*Task description*.
Every entry that follows is to be duplicated exactly.

Working data section start

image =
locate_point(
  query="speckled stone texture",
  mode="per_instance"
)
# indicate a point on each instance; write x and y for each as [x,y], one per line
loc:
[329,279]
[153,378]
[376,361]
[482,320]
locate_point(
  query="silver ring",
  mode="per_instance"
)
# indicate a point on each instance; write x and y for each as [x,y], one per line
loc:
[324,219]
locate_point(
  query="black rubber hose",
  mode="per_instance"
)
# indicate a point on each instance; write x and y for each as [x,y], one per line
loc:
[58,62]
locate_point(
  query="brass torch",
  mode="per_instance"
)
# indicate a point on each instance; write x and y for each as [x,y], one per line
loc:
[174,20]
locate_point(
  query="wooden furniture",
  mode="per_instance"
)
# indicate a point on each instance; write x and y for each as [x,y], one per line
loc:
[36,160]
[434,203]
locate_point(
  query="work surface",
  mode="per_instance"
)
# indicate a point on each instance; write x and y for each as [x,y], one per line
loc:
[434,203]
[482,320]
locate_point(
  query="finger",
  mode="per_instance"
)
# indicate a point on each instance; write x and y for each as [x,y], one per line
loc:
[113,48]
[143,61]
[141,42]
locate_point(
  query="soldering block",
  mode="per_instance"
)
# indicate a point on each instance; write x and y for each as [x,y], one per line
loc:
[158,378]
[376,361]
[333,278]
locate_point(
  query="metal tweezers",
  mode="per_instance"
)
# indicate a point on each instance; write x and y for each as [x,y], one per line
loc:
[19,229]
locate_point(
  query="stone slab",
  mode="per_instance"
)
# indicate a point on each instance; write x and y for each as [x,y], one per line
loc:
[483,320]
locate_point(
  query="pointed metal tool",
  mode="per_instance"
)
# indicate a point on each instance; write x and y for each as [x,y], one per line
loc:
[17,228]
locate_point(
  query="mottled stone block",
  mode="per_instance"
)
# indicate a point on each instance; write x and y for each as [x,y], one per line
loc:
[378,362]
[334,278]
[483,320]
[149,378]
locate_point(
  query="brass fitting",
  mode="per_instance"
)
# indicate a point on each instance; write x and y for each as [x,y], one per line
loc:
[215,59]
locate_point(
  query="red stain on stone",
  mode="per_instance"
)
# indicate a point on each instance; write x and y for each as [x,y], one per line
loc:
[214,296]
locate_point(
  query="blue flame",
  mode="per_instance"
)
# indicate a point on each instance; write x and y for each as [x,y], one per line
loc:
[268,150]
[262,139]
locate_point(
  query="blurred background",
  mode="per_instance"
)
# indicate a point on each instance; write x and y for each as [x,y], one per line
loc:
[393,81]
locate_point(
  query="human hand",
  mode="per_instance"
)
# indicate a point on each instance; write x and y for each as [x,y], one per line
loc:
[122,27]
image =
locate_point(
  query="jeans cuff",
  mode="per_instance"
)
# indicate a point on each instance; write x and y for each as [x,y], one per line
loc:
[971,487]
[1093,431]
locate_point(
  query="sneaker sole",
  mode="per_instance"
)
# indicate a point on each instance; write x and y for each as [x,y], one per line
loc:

Working data section end

*Expected answer*.
image =
locate_point(
  query="speckled stone texture",
  mode="per_instance"
)
# indicate a point on each instance; write x and y for each as [x,y], one per line
loc:
[329,279]
[153,378]
[376,361]
[482,320]
locate_point(
  query="silver ring",
  mode="per_instance"
)
# indicate a point on each instance; write x and y for each as [x,y], one per line
loc:
[324,219]
locate_point(
  query="black rubber hose",
  mode="per_instance"
)
# indicate a point on each instance; write x and y for each as [x,y], one per line
loc:
[58,62]
locate_point(
  query="brass torch",
  mode="per_instance"
)
# indicate a point on each instance; write x and y for each as [x,y], one per line
loc:
[174,20]
locate_point(
  query="wooden furniture",
  mode="per_instance"
)
# indicate a point on each instance; write x and y for each as [x,y], one per line
loc:
[36,160]
[434,203]
locate_point(
  query="work surface",
  mode="per_instance"
)
# indicate a point on each instance; write x and y for each as [x,y], one per line
loc:
[434,203]
[482,320]
locate_point(
  query="finger",
  mode="per_instance"
)
# indicate a point on each instance; write x and y for each as [x,y], one per line
loc:
[113,48]
[143,61]
[141,42]
locate_point(
  query="soldering block",
  mode="per_instance"
)
# indicate a point on each instance; write x and y for each as [x,y], one per line
loc:
[158,378]
[376,361]
[333,278]
locate_point(
  query="metal tweezers",
  mode="per_instance"
)
# indicate a point on each instance; write x and y for each as [x,y], one per line
loc:
[19,229]
locate_point(
  query="stone slab",
  mode="per_instance"
)
# indicate a point on each instance; write x and y for each as [x,y], one per line
loc:
[483,320]
locate_point(
  query="pointed metal tool",
  mode="per_instance"
)
# indicate a point on each instance; write x and y for each as [x,y], one per line
loc:
[17,228]
locate_point(
  query="mottled stone block",
  mode="per_instance"
)
# indicate a point on each instance; write x and y for each as [x,y], one per line
loc:
[378,362]
[334,278]
[483,320]
[149,378]
locate_point(
  query="brass fitting",
  mode="per_instance"
)
# indicate a point on each instance; write x and y for each as [x,y], one per line
loc:
[215,59]
locate_point(
  query="red stain on stone",
  mode="per_instance"
)
# indicate a point on each instance; write x and y for each as [x,y], one per line
loc:
[214,296]
locate_point(
  query="blue flame",
  mode="per_instance"
)
# indicate a point on each instance; write x and y for each as [x,y], one per line
loc:
[268,150]
[262,139]
locate_point(
  query="blurred background",
  mode="per_instance"
)
# indicate a point on each instance; write x and y for each as [x,y], one per line
loc:
[393,81]
locate_point(
  query="human hand",
  mode="per_instance"
)
# indicate a point on each instance; write x and y for each as [x,y], one per line
loc:
[122,27]
image =
locate_point(
  query="jeans cuff",
  mode="per_instance"
)
# indicate a point on each instance; write x and y for each as [x,y], one per line
loc:
[971,487]
[1093,431]
locate_point(
  query="sneaker sole",
  mode="per_instance"
)
# indicate a point on each instance; write x and y for each as [x,y], one per line
loc:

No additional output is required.